Assignment. From the listing below, return each line that includes "curb".

Records provided.
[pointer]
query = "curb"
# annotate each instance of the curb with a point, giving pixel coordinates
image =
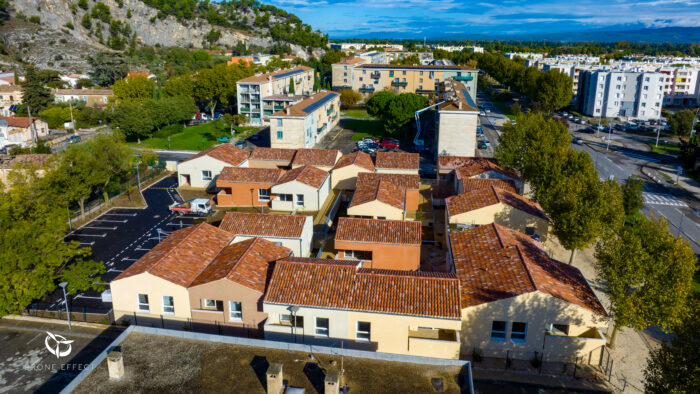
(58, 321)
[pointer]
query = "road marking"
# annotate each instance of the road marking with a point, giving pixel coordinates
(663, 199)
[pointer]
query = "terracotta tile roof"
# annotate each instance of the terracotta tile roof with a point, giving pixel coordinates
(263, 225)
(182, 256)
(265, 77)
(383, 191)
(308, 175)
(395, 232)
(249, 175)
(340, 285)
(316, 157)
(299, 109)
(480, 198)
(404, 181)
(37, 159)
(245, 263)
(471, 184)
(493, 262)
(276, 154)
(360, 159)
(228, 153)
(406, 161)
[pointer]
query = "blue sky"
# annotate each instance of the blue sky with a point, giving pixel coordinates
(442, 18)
* * *
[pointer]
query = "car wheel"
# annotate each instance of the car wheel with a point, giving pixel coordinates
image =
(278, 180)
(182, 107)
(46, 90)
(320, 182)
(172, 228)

Answer below.
query = "curb"
# annotate each instance of the curb with a point, giving pixel coordinates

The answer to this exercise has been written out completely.